In your answer, copy every entry that follows exactly.

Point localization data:
%%

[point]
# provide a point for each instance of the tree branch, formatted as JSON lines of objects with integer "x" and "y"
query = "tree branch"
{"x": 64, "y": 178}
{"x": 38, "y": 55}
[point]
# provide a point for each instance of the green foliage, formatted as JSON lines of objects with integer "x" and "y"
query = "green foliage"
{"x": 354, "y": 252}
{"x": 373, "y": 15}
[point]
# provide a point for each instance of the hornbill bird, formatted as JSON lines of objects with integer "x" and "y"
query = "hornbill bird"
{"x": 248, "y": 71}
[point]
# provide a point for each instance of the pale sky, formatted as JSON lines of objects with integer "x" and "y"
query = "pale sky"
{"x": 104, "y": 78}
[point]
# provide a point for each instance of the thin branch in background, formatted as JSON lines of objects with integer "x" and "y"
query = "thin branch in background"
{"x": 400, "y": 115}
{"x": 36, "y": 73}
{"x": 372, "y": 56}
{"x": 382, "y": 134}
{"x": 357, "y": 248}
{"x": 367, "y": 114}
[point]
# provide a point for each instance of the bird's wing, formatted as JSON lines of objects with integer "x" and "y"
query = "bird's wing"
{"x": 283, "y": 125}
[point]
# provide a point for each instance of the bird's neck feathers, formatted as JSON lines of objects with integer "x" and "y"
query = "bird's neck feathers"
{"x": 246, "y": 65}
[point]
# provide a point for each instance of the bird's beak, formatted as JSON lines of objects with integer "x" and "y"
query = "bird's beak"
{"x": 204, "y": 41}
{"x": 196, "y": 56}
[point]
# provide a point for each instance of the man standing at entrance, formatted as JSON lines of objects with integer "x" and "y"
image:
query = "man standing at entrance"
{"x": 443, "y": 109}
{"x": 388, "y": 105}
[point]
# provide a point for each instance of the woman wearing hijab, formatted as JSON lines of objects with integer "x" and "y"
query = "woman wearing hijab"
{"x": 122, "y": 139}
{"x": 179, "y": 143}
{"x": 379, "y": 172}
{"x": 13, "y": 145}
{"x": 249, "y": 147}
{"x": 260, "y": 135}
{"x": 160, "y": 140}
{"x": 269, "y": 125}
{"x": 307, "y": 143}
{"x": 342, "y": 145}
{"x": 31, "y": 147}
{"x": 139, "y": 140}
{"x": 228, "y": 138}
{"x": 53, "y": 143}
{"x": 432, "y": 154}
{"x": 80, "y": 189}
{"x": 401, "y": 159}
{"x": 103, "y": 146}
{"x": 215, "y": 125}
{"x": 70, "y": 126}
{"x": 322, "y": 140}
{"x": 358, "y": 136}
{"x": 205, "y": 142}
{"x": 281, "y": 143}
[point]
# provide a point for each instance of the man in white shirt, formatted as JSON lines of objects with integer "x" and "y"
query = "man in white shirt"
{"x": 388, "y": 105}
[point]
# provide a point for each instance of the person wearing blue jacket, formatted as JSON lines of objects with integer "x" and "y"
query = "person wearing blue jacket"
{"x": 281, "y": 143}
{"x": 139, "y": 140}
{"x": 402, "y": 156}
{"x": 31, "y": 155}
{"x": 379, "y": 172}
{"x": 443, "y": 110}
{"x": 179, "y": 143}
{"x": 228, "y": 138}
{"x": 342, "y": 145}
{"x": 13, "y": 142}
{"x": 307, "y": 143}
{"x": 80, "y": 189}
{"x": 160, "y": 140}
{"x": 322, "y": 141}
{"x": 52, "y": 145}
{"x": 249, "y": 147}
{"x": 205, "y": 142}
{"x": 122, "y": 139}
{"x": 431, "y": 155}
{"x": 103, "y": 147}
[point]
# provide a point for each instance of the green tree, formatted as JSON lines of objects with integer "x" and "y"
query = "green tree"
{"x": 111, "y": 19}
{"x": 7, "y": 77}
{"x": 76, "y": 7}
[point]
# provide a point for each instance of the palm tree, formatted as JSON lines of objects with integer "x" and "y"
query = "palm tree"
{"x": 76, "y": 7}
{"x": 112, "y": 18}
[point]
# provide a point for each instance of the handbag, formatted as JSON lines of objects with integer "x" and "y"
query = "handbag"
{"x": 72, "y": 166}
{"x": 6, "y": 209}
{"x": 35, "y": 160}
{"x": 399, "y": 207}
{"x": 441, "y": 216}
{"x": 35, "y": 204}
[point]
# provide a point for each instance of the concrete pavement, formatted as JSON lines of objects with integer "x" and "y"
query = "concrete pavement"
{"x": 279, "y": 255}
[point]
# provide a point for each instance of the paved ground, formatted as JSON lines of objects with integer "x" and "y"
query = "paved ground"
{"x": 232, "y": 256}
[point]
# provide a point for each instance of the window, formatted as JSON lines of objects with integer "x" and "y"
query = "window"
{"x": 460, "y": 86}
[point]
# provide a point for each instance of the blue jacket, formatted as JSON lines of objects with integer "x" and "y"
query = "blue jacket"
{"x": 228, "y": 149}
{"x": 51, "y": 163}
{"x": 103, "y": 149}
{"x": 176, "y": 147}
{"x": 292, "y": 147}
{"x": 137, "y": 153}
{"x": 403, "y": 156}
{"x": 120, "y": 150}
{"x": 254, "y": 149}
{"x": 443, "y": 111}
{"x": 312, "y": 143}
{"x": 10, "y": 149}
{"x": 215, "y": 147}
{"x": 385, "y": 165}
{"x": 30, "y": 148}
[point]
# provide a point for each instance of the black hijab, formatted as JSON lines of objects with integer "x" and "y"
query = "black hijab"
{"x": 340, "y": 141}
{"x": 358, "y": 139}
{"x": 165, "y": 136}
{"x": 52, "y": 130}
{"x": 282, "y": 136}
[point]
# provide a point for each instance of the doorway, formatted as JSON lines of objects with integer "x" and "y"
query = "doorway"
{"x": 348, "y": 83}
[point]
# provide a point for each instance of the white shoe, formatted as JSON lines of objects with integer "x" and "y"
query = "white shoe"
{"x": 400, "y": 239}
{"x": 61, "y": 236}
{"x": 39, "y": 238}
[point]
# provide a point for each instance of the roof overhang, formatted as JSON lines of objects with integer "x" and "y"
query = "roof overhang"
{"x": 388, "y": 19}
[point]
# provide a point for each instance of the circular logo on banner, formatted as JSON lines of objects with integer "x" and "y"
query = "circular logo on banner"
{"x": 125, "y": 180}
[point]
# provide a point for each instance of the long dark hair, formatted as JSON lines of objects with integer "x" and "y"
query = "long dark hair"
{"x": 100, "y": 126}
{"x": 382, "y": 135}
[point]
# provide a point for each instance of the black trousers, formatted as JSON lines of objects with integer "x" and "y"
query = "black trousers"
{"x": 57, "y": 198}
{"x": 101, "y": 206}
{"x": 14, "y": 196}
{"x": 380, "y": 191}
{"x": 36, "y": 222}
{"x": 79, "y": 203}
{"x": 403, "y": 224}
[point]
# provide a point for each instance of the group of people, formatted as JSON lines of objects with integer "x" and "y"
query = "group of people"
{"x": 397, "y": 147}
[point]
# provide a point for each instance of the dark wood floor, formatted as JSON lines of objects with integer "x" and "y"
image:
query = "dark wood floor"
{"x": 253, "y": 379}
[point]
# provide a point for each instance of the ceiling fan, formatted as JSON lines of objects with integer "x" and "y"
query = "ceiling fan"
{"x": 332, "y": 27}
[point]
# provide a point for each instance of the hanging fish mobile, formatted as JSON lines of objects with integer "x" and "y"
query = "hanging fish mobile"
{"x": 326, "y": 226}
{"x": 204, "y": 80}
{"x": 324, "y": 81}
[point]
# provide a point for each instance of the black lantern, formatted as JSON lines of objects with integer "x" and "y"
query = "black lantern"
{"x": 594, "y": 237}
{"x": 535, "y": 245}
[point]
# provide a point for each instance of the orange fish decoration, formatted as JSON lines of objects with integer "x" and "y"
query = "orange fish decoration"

%%

Final answer:
[point]
# provide a point for each instance of the tree branch, formatted as JSON lines of objects with integer "x" and "y"
query = "tree branch"
{"x": 64, "y": 178}
{"x": 38, "y": 55}
[point]
# provide a point for each instance of the green foliage, formatted as JSON lines of objects with integer "x" and "y"
query = "green foliage"
{"x": 354, "y": 252}
{"x": 373, "y": 15}
[point]
# provide a point for each instance of the hornbill bird, formatted as JSON lines of objects with integer "x" and "y"
query = "hornbill bird"
{"x": 248, "y": 71}
[point]
# provide a point for each instance of the pale sky, formatted as JSON lines of objects with integer "x" and "y"
query = "pale sky"
{"x": 104, "y": 78}
[point]
# provide a point for each instance of the thin branch in background, formatted as JSON lines of objects with integer "x" and "y"
query = "thin branch in background"
{"x": 400, "y": 115}
{"x": 36, "y": 73}
{"x": 372, "y": 56}
{"x": 382, "y": 134}
{"x": 357, "y": 248}
{"x": 367, "y": 114}
[point]
# provide a point for each instance of the bird's wing, formatted as JSON lines of objects with integer "x" and "y"
query = "bird's wing"
{"x": 283, "y": 125}
[point]
# provide a point for each instance of the bird's neck feathers, formatted as JSON lines of objects with integer "x" and "y"
query = "bird's neck feathers"
{"x": 246, "y": 65}
[point]
# provide a point for each instance of the bird's beak, formatted as JSON lines of objects with integer "x" and "y"
query = "bird's beak"
{"x": 204, "y": 41}
{"x": 196, "y": 56}
[point]
# provide a point for each instance of the man standing at entrance, formatted as JSON lines of objects with integer "x" and "y"
image:
query = "man standing at entrance"
{"x": 443, "y": 109}
{"x": 388, "y": 105}
[point]
# provide a point for each instance of the woman wearing hijab, formatted as JSON lines of objects with integer "x" and "y"
query = "woman wearing hijab"
{"x": 122, "y": 139}
{"x": 179, "y": 143}
{"x": 379, "y": 172}
{"x": 13, "y": 145}
{"x": 249, "y": 147}
{"x": 260, "y": 135}
{"x": 160, "y": 140}
{"x": 269, "y": 125}
{"x": 307, "y": 143}
{"x": 342, "y": 145}
{"x": 31, "y": 147}
{"x": 139, "y": 140}
{"x": 228, "y": 138}
{"x": 53, "y": 143}
{"x": 432, "y": 154}
{"x": 80, "y": 189}
{"x": 401, "y": 159}
{"x": 103, "y": 146}
{"x": 215, "y": 125}
{"x": 70, "y": 126}
{"x": 322, "y": 140}
{"x": 358, "y": 136}
{"x": 205, "y": 142}
{"x": 281, "y": 143}
[point]
# provide a point for each instance of the man in white shirt, formatted as JSON lines of objects with integer "x" and "y"
query = "man in white shirt"
{"x": 388, "y": 105}
[point]
# provide a point for each instance of the person wearing blue jacket, formatted as JSON lines of objects with integer "x" and "y"
query = "person wearing blue jacket"
{"x": 281, "y": 143}
{"x": 139, "y": 140}
{"x": 402, "y": 156}
{"x": 31, "y": 155}
{"x": 379, "y": 172}
{"x": 443, "y": 110}
{"x": 179, "y": 143}
{"x": 228, "y": 138}
{"x": 342, "y": 145}
{"x": 13, "y": 142}
{"x": 307, "y": 143}
{"x": 80, "y": 189}
{"x": 160, "y": 140}
{"x": 322, "y": 141}
{"x": 52, "y": 145}
{"x": 249, "y": 147}
{"x": 205, "y": 142}
{"x": 122, "y": 139}
{"x": 431, "y": 155}
{"x": 103, "y": 147}
[point]
# provide a point for each instance of the green tree, formatted as JSON lines of objects with integer "x" and "y"
query = "green tree"
{"x": 111, "y": 19}
{"x": 7, "y": 77}
{"x": 76, "y": 7}
[point]
# provide a point for each instance of the palm tree, formatted as JSON lines of objects with integer "x" and "y"
query = "palm tree"
{"x": 76, "y": 7}
{"x": 112, "y": 18}
[point]
# provide a point for each instance of the handbag, formatted as JSON lines of objects with integer "x" and "y"
query = "handbag"
{"x": 72, "y": 166}
{"x": 6, "y": 209}
{"x": 35, "y": 160}
{"x": 399, "y": 207}
{"x": 441, "y": 216}
{"x": 35, "y": 204}
[point]
# provide a point for each instance of the concrete pavement, formatted as JSON lines of objects with integer "x" and "y"
query = "concrete pavement"
{"x": 279, "y": 255}
[point]
# provide a point for each instance of the paved ground, formatted as JSON lines of objects with integer "x" and "y"
query = "paved ground"
{"x": 232, "y": 256}
[point]
# provide a point for each instance of the window, formatted as JSON lines of objects with integer "x" and "y"
query = "window"
{"x": 460, "y": 86}
[point]
# provide a point for each instance of the blue jacket, formatted as JSON lines of objects with integer "x" and "y"
query = "blue jacket"
{"x": 228, "y": 149}
{"x": 51, "y": 163}
{"x": 103, "y": 149}
{"x": 176, "y": 147}
{"x": 292, "y": 147}
{"x": 137, "y": 153}
{"x": 403, "y": 156}
{"x": 120, "y": 150}
{"x": 254, "y": 149}
{"x": 443, "y": 111}
{"x": 312, "y": 143}
{"x": 10, "y": 149}
{"x": 215, "y": 147}
{"x": 385, "y": 165}
{"x": 30, "y": 148}
[point]
# provide a point for each instance of the black hijab, formatted as JSON lines of objects with integer "x" and "y"
query = "black hijab"
{"x": 340, "y": 141}
{"x": 358, "y": 139}
{"x": 165, "y": 136}
{"x": 52, "y": 130}
{"x": 282, "y": 136}
[point]
# provide a point for each instance of the doorway, formatted as JSON lines of objects with integer "x" and "y"
query = "doorway"
{"x": 348, "y": 83}
[point]
# provide a point for each instance of the white shoe, formatted as JSON lines of objects with integer "x" and "y"
query = "white shoe"
{"x": 400, "y": 239}
{"x": 61, "y": 236}
{"x": 39, "y": 238}
[point]
# provide a point for each instance of the roof overhang, formatted as JSON lines of objects with integer "x" and "y"
query = "roof overhang"
{"x": 388, "y": 19}
[point]
# provide a point for each instance of the circular logo on banner, formatted as JSON lines of objects with integer "x" and "y"
query = "circular logo on banner"
{"x": 125, "y": 180}
[point]
# provide a point for each instance of the long dark hair, formatted as JSON lines of objects with integer "x" and "y"
query = "long dark hair"
{"x": 100, "y": 126}
{"x": 382, "y": 135}
[point]
# provide a point for each instance of the black trousers, formatted as JSON lines of objects with integer "x" and "y"
query = "black trousers"
{"x": 57, "y": 198}
{"x": 101, "y": 206}
{"x": 14, "y": 196}
{"x": 380, "y": 191}
{"x": 36, "y": 222}
{"x": 79, "y": 203}
{"x": 403, "y": 224}
[point]
# provide a point for each instance of the group of people, formatted as JSON lines of objects with integer "x" and "y"
query = "group of people"
{"x": 397, "y": 147}
[point]
# provide a point for each instance of the dark wood floor, formatted as JSON lines of objects with integer "x" and "y"
image:
query = "dark wood floor"
{"x": 253, "y": 379}
[point]
# provide a point for each instance of the ceiling fan, formatted as JSON lines of objects with integer "x" and "y"
query = "ceiling fan"
{"x": 332, "y": 27}
[point]
# provide a point for each instance of the hanging fish mobile, formatted as JSON lines of objects with integer "x" and "y"
query = "hanging fish mobile"
{"x": 326, "y": 226}
{"x": 204, "y": 80}
{"x": 324, "y": 81}
[point]
# provide a point for each instance of the black lantern, formatted as JSON lines of objects with integer "x" and "y"
query = "black lantern"
{"x": 594, "y": 237}
{"x": 535, "y": 245}
[point]
# provide a point for each instance of the orange fish decoration, formatted as JSON lines of objects with integer "x" and "y"
query = "orange fish decoration"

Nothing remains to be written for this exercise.